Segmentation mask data

= = = = = = =

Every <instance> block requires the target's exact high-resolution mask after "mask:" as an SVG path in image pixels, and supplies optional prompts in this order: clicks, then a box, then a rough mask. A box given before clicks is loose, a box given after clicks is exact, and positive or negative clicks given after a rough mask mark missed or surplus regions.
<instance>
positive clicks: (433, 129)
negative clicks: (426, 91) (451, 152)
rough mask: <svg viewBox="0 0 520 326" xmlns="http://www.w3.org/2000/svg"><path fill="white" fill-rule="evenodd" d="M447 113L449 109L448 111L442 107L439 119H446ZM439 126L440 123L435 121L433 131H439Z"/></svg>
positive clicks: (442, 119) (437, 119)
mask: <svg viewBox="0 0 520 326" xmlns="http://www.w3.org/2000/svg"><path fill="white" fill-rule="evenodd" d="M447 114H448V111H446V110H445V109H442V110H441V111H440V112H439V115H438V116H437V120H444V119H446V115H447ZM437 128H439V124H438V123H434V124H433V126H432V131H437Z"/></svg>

= = = = = = =

Exactly how many lines of the records above contain "instance"? Please state only the number.

2